#### [Required task]
Print the rows exactly, beginning at the very first line and stopping after the line that contains "573,264,640,303".
─── Entries shown
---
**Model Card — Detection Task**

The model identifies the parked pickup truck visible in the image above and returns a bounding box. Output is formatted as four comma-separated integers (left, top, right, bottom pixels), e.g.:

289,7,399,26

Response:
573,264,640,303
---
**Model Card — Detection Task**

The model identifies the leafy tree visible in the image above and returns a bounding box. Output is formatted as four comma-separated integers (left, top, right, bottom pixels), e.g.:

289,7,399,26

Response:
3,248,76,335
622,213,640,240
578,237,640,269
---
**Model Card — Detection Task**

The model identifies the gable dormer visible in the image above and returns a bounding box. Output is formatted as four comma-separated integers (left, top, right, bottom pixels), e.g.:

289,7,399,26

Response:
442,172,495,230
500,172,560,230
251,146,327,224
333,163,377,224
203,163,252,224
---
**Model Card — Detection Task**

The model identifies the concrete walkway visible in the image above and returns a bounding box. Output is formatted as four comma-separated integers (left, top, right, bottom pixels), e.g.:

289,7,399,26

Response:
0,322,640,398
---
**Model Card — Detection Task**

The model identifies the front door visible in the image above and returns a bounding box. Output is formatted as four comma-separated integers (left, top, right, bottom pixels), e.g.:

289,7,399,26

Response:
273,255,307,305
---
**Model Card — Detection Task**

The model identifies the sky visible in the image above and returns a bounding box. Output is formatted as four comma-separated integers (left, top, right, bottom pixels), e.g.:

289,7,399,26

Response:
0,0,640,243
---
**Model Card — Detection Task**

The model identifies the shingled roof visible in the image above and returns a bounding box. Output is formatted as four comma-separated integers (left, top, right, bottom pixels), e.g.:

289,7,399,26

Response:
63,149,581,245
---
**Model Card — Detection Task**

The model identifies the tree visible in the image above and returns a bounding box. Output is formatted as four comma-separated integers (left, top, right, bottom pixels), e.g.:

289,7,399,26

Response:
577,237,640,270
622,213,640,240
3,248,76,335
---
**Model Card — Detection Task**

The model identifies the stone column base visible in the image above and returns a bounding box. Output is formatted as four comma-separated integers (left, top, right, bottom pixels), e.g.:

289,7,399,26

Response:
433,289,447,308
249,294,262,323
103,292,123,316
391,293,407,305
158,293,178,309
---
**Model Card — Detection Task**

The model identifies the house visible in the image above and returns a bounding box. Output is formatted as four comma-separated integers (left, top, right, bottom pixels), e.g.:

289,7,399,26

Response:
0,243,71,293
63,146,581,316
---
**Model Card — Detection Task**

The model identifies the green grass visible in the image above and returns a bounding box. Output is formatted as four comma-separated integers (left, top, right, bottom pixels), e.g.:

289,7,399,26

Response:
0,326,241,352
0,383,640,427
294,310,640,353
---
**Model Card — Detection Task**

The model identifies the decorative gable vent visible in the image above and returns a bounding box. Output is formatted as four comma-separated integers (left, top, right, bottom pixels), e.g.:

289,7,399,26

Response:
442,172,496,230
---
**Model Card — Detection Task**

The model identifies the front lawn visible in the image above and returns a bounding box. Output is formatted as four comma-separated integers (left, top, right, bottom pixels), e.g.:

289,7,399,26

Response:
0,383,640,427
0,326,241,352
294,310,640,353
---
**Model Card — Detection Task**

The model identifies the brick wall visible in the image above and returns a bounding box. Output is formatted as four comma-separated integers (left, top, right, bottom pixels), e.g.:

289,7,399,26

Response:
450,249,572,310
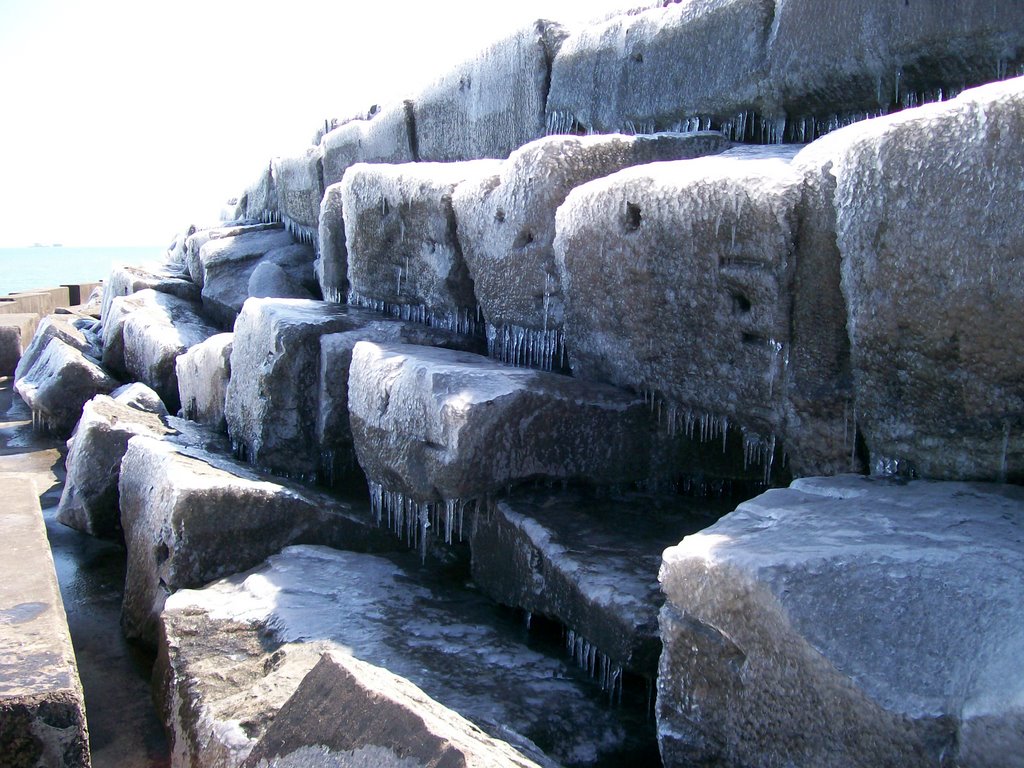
──────
#### [Response below]
---
**Model Card — Detection Task**

The model identifies the parked pickup truck visible in the image above and returns a bounding box. Output is formatted as four comma-separated integers (left, top, right, bottom pixels), e.g.:

289,7,399,26

Response:
573,264,640,303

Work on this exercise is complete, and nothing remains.